▶ **AIM**: Copy the records below word for word, from the line with "Task: set a dot on every instance of the man's" through the last line, including both ends and nothing else.

|---|

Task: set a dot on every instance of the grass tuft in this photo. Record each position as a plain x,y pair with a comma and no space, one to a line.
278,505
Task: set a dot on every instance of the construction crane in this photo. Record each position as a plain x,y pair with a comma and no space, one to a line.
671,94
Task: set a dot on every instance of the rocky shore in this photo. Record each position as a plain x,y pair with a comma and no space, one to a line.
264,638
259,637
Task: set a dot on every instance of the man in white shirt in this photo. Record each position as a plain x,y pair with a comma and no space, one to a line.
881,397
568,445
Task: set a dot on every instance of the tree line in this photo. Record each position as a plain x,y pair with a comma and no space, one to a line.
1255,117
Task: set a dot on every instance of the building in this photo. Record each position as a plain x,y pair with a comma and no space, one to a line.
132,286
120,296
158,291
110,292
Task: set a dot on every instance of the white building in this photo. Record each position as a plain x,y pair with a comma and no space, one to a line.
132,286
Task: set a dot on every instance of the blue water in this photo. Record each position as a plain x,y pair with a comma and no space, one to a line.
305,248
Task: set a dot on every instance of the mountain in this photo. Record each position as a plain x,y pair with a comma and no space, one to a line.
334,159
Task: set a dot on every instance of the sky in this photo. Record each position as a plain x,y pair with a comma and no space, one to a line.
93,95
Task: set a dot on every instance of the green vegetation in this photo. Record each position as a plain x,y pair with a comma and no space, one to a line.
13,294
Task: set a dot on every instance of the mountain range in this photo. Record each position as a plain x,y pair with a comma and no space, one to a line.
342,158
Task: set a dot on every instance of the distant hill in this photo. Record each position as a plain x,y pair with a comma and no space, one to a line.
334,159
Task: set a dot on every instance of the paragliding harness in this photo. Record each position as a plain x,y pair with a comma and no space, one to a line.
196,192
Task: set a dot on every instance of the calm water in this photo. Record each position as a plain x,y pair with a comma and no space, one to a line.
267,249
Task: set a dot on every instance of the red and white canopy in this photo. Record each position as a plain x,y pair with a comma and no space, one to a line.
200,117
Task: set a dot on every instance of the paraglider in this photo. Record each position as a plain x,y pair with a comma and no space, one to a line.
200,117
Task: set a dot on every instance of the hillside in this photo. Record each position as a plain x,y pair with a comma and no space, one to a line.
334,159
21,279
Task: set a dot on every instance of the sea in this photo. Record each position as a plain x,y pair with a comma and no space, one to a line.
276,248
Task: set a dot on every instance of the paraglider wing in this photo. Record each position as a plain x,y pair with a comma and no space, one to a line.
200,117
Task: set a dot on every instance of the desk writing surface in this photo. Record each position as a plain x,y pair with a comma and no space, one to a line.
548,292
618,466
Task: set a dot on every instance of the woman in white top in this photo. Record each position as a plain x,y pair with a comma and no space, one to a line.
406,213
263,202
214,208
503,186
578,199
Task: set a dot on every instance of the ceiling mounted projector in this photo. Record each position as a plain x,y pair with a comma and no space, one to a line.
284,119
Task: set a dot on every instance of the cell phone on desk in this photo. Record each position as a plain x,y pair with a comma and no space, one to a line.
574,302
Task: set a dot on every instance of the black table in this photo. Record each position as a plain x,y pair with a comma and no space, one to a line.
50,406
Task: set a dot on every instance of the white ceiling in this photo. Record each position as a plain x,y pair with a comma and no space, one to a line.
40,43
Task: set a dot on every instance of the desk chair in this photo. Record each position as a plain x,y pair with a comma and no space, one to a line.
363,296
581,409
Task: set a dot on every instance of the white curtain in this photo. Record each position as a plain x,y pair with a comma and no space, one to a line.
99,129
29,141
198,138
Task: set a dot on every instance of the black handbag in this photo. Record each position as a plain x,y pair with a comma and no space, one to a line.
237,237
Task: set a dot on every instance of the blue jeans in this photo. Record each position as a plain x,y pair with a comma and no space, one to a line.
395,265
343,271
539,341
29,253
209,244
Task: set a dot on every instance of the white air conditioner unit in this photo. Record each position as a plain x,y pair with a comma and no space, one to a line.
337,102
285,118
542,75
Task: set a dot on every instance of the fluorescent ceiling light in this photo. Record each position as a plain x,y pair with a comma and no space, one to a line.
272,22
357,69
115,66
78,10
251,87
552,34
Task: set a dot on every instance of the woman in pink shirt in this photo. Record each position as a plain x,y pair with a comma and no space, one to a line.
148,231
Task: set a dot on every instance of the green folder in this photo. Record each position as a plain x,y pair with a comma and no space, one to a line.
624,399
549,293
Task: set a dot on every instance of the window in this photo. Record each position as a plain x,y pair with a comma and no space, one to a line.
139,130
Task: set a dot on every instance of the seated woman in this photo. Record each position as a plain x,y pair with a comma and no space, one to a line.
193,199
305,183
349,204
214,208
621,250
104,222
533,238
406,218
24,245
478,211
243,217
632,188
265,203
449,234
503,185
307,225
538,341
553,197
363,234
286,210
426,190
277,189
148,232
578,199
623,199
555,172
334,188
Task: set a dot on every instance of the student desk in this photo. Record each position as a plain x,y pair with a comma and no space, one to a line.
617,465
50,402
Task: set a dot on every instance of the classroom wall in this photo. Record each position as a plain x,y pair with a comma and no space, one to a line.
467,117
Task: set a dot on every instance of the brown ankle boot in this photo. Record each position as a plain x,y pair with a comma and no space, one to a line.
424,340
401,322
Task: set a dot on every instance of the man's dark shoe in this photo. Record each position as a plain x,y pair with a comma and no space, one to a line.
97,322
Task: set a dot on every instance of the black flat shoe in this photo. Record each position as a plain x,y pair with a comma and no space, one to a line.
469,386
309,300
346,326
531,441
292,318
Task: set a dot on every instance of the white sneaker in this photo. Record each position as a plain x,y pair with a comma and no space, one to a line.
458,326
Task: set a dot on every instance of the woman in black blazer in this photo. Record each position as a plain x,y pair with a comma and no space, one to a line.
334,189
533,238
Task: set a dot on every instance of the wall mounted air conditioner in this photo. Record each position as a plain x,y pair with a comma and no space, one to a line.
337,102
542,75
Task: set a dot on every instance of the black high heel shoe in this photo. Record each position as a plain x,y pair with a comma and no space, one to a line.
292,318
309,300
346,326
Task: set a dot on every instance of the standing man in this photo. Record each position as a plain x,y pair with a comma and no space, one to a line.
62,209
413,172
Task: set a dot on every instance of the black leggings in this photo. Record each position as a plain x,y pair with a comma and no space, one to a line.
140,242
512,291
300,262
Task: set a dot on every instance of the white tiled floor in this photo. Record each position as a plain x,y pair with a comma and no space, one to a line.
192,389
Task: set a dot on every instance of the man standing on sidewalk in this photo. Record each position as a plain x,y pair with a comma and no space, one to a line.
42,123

|---|

▶ **OUTPUT**:
Task: set a dot on every instance of the man's dark shoe in this photo. Record each position as a plain x,y pair with a comma and no space, one to a line.
97,322
Task: set a dot on every instance of the black flat shoe in this photo. Record each position as a plain x,y pair with a comma and no space, one to a line.
469,386
309,300
346,326
531,441
292,318
Task: set a dot on every instance of the white sneaker in this photo. Record each position as a plain x,y pair with a comma and no space, one to a line.
458,326
Task: set a dot on every instance of the woman in black blazer in this photo. Record each position as a plain x,y pair with a comma and no space, one to a line.
334,189
533,238
Task: set a dot on every instance of the wall mounted air conditioner in this photo. Record each position as a plain x,y pair with a comma and no space, one to a line.
337,102
542,75
Task: set a dot on every instance of the black high heel shoe in this photo. Record each position as a plain x,y pair with a comma and no space, one to a line.
292,318
309,300
346,326
Task: set a dot on every instance of the standing man in this photo. Record each position as a plain x,y pair with a comma and no space, one to a line.
62,209
413,172
Task: set a dot on every instance of the black leggings in this photo. Record each position as a plain x,y pair with a comma and no space, one to a line.
140,242
512,291
300,262
Task: set a dot on every instance of the white tiled floor in this photo. Record each position as a plain x,y pair with a comma and no space, one to a line.
192,389
Task: set a dot on every instance of the man standing on sidewalk in this photo. Record each position as a plain x,y pair with a comma and no space, one to a line.
42,123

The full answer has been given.